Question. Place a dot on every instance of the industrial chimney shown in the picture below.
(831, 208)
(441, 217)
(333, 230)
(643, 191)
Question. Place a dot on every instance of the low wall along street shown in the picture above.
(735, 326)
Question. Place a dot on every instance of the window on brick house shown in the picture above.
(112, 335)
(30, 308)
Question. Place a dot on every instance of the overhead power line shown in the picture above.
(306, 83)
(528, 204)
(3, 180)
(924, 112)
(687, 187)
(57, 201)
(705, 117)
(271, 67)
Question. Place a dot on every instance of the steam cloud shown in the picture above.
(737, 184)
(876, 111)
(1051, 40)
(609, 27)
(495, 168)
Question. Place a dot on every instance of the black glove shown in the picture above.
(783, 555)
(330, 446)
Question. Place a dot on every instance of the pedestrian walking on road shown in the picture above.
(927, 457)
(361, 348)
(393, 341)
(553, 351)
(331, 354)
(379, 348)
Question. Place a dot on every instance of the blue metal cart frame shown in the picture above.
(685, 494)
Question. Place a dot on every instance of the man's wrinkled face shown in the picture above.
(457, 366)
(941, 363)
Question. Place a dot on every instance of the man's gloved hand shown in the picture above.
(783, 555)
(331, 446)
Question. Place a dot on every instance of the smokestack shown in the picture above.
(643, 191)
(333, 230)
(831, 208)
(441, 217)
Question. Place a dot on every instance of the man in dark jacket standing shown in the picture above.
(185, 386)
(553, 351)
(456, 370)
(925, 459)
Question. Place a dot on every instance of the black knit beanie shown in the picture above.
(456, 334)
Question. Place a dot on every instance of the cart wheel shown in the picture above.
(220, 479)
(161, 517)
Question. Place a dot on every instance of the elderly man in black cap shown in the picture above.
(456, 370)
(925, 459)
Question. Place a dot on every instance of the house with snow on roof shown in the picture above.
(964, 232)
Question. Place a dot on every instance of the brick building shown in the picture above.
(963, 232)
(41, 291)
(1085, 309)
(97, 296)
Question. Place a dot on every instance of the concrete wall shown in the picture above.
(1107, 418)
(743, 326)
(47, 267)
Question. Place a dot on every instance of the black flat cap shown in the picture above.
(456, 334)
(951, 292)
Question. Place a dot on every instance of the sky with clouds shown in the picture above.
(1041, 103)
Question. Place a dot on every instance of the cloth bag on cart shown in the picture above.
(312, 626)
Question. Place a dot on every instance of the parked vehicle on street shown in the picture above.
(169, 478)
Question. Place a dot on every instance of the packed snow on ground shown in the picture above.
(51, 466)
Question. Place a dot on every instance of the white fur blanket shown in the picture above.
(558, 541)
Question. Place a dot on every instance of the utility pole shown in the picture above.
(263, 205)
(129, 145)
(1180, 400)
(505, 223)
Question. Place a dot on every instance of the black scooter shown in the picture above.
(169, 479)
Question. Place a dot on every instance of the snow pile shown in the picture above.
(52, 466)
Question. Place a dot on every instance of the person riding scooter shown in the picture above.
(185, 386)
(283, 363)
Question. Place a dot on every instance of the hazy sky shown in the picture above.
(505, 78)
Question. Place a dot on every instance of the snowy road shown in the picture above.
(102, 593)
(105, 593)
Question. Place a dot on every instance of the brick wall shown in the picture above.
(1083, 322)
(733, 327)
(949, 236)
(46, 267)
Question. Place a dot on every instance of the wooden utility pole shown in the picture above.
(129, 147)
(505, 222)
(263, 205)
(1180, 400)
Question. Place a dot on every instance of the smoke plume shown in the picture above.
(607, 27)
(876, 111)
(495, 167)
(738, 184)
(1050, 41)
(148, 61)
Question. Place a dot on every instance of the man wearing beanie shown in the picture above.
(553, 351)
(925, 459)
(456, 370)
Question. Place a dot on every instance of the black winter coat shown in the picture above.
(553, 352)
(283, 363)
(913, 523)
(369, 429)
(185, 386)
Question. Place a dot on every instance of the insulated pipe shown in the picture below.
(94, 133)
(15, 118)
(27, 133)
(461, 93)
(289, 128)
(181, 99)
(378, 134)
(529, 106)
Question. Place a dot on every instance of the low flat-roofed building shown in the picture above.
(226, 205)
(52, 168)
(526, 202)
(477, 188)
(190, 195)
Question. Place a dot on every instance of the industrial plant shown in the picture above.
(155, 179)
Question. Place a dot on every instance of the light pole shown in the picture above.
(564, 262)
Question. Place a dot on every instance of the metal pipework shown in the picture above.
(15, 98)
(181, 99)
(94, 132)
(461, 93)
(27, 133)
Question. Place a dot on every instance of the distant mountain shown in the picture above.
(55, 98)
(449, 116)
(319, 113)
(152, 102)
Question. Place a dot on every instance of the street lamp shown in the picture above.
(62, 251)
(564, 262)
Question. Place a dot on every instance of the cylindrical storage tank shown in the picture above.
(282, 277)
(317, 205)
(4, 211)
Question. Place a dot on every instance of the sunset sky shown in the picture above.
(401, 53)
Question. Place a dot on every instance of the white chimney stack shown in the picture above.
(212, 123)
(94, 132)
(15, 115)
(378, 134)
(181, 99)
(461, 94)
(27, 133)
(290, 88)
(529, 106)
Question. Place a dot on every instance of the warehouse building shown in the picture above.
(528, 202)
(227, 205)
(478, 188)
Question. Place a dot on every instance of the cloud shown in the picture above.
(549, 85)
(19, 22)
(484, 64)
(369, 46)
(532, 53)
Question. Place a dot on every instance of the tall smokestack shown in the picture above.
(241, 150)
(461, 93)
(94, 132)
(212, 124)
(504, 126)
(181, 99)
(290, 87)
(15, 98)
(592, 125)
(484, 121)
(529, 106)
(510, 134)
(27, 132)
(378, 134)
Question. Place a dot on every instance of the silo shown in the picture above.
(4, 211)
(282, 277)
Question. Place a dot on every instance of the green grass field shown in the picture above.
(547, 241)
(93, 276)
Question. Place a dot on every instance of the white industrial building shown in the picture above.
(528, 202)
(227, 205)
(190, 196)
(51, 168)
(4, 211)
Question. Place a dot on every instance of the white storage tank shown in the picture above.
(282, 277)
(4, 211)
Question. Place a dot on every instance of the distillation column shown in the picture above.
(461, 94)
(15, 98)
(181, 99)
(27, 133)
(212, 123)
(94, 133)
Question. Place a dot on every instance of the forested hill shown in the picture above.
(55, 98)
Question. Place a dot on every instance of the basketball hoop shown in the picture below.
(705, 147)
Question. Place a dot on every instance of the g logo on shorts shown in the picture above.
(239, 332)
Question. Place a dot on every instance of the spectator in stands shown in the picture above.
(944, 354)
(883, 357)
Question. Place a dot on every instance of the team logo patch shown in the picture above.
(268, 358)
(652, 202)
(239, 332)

[Task to carry out] Convert the records above into a two-column CSV with the header instruction,points, one row per record. Put each record's text under instruction and its answer under points, with every field in double quotes and line breaks replaced by spaces.

[Solution to the exercise]
instruction,points
"Question. Place a dot on every instance of the industrial chimney shown in the picture below.","(831, 208) (441, 217) (333, 230) (643, 191)"
"Question. Place a dot on every instance of the low wall along street shown in the picture above.","(735, 326)"
"Question. Place a dot on every instance of the window on brick house shown in the picture above.","(112, 335) (30, 308)"
"Question. Place a dot on every instance of the overhead power line shown in the picture above.","(306, 83) (528, 204) (3, 180) (924, 112) (687, 187) (57, 201) (705, 117) (271, 67)"
"Question. Place a dot on every instance of the steam cloud shown in the picture above.","(737, 184) (876, 111) (1051, 40) (609, 27) (495, 168)"
"Question. Place a dot on every instance of the black glove shown in the picture above.","(783, 555) (330, 446)"
"Question. Place a dot on every instance of the pedestrian walking on road shown in the picture above.","(927, 457) (361, 348) (393, 341) (553, 351) (331, 354) (379, 348)"
"Question. Place a dot on every instance of the blue metal cart frame shown in the picture above.","(685, 494)"
"Question. Place a dot on every instance of the man's wrinkled face shown in the picture above.","(457, 366) (941, 363)"
"Question. Place a dot on every instance of the man's gloved hand shown in the picture above.","(783, 555) (331, 446)"
"Question. Place a dot on every instance of the smokestack shown in the picture above.","(643, 191) (333, 230) (831, 208) (441, 217)"
"Question. Place a dot on every instance of the man in dark jacket standing shown in the picture above.","(185, 386) (553, 351) (456, 370) (925, 459)"
"Question. Place a dot on every instance of the black knit beanie shown in the picture above.","(456, 334)"
"Question. Place a dot on every instance of the cart wheel shown in the picture above.","(220, 479) (161, 517)"
"Question. Place a dot on every instance of the elderly man in black cap shown in the picture above.","(456, 370) (925, 459)"
"Question. Place a dot on every instance of the house with snow on roof shown in the picture above.","(964, 232)"
"Question. Place a dot on every instance of the brick building shown in the picture above.","(963, 232) (41, 291) (1085, 309) (97, 296)"
"Question. Place a dot on every instance of the concrete wall shown in the picture above.","(1107, 418) (743, 326) (47, 267)"
"Question. Place a dot on every instance of the black flat cap shown in the picture above.","(456, 334) (951, 292)"
"Question. Place a dot on every instance of the sky with clouds shown in the picture above.","(1041, 103)"
"Question. Place a dot on every instance of the cloth bag on cart shown in the picture above.","(312, 626)"
"Question. Place a dot on every instance of the parked vehicle on street shown in the picture above.","(169, 478)"
"Question. Place a dot on every instance of the packed snow on ground shown in the picture above.","(51, 466)"
"Question. Place a dot on every instance of the white fur blanket shown in the picture above.","(558, 541)"
"Question. Place a dot on every instance of the utility pole shown in the picture above.","(263, 205) (129, 145) (1180, 400) (505, 223)"
"Question. Place a dot on every instance of the black scooter shown in the picture above.","(169, 479)"
"Question. Place a dot on every instance of the snow pile shown in the picture above.","(52, 466)"
"Question. Place a dot on every instance of the person riding scooter shown in the picture above.","(185, 386) (283, 363)"
"Question. Place a dot on every instance of the hazy sky shown in the picture above.","(505, 78)"
"Question. Place a dot on every instance of the snowy road shown in the picture above.","(102, 593) (105, 593)"
"Question. Place a dot on every instance of the brick wall shown in the picture above.","(1083, 322) (733, 327) (949, 236) (46, 267)"
"Question. Place a dot on every instance of the wooden utility pole shown in the picture above.","(129, 147) (505, 222) (263, 205) (1180, 400)"
"Question. Place a dot on every instance of the smoke plume shown in the picture above.","(607, 27) (876, 111) (495, 167) (738, 184) (1050, 41) (148, 61)"
"Question. Place a dot on every instance of the man wearing beanie shown in the picture above.","(553, 351) (925, 459) (456, 370)"
"Question. Place a dot on every instance of the black winter coat shown in the picture above.","(553, 352) (283, 363) (913, 523) (369, 429) (185, 386)"
"Question. Place a dot on every instance of the insulated pipe shown in the picture below.","(94, 133) (15, 118) (27, 133) (461, 93) (289, 128) (181, 99) (378, 134) (529, 106)"
"Question. Place a dot on every instance of the low flat-roofed building shown in the picture above.","(226, 205) (52, 168) (526, 202) (477, 188) (190, 195)"
"Question. Place a dot on every instance of the industrial plant shown in the picture above.","(155, 179)"
"Question. Place a dot on every instance of the light pole shown in the picture above.","(564, 262)"
"Question. Place a dot on every instance of the metal pipework shown in the picture above.","(15, 98) (181, 99) (94, 132) (461, 93) (27, 133)"
"Question. Place a dot on every instance of the distant mountain shown in the picture above.","(55, 98) (449, 116) (319, 113) (152, 102)"
"Question. Place a dot on every instance of the street lamp shown in the picture above.","(62, 251) (564, 262)"
"Question. Place a dot on every instance of the cylindrical storage tank shown in the picture above.","(282, 277) (317, 205) (4, 211)"
"Question. Place a dot on every instance of the sunset sky shown in the picture above.","(401, 53)"
"Question. Place a dot on every instance of the white chimney stack shown in the picture above.","(212, 123) (94, 132) (15, 115) (378, 134) (181, 99) (461, 94) (27, 133) (290, 88) (529, 106)"
"Question. Place a dot on every instance of the warehouse building shown in the picture above.","(528, 202) (227, 205) (478, 188)"
"Question. Place a dot on every instance of the cloud shown in the picture above.","(549, 85) (19, 22) (484, 64) (369, 46) (532, 53)"
"Question. Place a dot on every instance of the tall smokestack shown in the picture above.","(241, 150) (461, 93) (94, 132) (212, 124) (504, 126) (181, 99) (290, 87) (15, 98) (592, 125) (484, 121) (529, 106) (510, 134) (27, 132) (378, 134)"
"Question. Place a dot on every instance of the silo shown in the picture above.","(4, 211) (282, 277)"
"Question. Place a dot on every instance of the green grass field shown in the picture above.","(547, 241) (93, 276)"
"Question. Place a dot on every instance of the white industrial building shown in the picture above.","(528, 202) (227, 205) (190, 196) (51, 168) (4, 211)"
"Question. Place a dot on every instance of the white storage tank shown in the picture above.","(282, 277) (4, 211)"
"Question. Place a dot on every instance of the distillation column shown in the picture above.","(461, 94) (15, 98) (181, 99) (27, 133) (212, 123) (94, 133)"
"Question. Place a dot on every instance of the forested hill shown in the picture above.","(55, 98)"
"Question. Place a dot on every instance of the basketball hoop shown in the picture below.","(705, 147)"
"Question. Place a dot on every instance of the g logo on shorts shown in the picture above.","(239, 332)"
"Question. Place a dot on every instance of the spectator in stands shown in the picture above.","(944, 354) (883, 357)"
"Question. Place a dot on every instance of the team logo patch shown in the picture above.","(268, 358) (652, 202) (239, 332)"